__Extracted material__
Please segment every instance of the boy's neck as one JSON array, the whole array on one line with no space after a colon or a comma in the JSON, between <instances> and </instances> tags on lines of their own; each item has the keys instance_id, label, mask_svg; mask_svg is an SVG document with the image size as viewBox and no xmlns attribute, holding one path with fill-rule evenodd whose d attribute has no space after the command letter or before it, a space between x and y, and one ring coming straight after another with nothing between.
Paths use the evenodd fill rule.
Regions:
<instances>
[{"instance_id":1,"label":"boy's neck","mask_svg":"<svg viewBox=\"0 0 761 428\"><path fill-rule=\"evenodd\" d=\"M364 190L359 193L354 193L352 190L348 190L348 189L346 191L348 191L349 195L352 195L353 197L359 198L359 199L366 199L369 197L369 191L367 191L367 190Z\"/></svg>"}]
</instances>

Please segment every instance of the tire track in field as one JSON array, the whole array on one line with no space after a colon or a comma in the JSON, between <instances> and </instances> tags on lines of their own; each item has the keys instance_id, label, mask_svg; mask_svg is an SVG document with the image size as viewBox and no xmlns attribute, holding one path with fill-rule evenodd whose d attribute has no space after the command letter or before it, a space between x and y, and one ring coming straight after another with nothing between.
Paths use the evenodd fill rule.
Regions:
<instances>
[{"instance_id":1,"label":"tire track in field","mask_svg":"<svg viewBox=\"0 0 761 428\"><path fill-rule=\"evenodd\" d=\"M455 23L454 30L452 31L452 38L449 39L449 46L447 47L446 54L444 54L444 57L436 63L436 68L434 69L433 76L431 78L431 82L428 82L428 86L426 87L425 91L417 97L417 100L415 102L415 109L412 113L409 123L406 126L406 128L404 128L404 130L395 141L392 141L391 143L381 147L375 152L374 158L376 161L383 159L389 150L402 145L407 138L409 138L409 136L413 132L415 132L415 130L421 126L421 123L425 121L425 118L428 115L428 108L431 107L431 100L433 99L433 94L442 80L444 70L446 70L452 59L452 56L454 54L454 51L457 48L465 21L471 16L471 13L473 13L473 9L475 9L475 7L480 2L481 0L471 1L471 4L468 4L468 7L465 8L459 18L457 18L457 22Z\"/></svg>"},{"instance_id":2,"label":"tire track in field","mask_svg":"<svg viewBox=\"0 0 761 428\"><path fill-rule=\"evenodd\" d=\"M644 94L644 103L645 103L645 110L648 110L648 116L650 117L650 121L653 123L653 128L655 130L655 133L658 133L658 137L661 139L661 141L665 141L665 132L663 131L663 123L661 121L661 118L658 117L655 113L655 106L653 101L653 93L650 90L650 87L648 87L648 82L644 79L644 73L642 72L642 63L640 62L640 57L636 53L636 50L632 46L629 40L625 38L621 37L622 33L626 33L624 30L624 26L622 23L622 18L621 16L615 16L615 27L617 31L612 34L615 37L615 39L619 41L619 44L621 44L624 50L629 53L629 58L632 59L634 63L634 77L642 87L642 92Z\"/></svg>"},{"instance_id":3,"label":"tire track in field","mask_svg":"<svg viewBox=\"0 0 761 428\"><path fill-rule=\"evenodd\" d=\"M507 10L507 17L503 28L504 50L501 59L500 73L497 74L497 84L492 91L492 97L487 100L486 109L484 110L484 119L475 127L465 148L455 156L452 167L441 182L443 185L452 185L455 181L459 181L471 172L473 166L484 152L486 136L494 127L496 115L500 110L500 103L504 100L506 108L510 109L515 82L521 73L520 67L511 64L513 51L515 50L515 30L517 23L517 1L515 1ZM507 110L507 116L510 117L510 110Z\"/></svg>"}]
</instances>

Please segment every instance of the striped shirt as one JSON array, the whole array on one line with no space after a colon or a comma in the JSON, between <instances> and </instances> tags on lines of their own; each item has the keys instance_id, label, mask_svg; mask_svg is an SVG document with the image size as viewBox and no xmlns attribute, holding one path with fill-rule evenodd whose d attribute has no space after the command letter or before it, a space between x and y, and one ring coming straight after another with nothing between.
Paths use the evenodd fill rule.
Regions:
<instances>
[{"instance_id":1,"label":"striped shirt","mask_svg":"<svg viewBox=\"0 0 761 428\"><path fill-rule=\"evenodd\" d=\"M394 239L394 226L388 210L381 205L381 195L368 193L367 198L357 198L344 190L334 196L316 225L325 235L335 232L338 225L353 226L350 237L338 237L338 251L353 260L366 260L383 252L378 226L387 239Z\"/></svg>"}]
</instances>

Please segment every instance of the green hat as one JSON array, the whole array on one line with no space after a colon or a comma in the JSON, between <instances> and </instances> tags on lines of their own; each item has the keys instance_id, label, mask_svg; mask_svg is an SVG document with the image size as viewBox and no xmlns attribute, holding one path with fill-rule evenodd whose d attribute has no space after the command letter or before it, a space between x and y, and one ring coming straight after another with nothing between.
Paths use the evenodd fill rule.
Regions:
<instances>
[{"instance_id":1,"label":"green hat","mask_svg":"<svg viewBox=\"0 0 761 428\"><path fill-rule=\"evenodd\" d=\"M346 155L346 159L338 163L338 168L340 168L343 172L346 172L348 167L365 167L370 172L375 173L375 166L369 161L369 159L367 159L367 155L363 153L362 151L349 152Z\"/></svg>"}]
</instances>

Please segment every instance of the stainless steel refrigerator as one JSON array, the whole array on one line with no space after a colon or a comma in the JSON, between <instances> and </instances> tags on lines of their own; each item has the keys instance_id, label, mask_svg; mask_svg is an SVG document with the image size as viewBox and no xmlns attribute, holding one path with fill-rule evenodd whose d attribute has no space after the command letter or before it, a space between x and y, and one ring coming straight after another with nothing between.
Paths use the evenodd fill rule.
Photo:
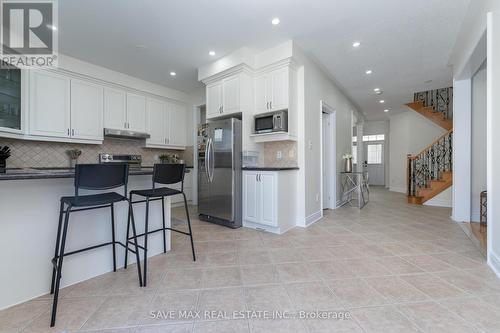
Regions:
<instances>
[{"instance_id":1,"label":"stainless steel refrigerator","mask_svg":"<svg viewBox=\"0 0 500 333\"><path fill-rule=\"evenodd\" d=\"M229 118L198 130L200 220L241 227L241 120Z\"/></svg>"}]
</instances>

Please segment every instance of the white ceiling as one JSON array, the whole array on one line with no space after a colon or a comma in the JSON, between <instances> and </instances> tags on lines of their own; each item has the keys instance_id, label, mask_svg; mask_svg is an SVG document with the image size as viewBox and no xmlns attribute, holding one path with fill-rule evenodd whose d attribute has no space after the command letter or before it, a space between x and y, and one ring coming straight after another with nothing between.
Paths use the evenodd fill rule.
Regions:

__Work to do__
Can you repeat, word for word, everything from the line containing "Please segment every instance of the white" down through the end of the records above?

__Exercise answer__
Please segment every instance of the white ceiling as one JSON array, the whole array on one line with no space after a colon or a comma in the JSON, between <instances> and </instances> tags on lines of their own; each item has the keys instance_id, label, mask_svg; mask_svg is an SVG document with the image size as viewBox and no xmlns attribute, holding one path with fill-rule evenodd whose d attribute has no space after the command letter or before it, a space between x and y, and one ring coming straight after another with nothing between.
Paths use the evenodd fill rule.
Regions:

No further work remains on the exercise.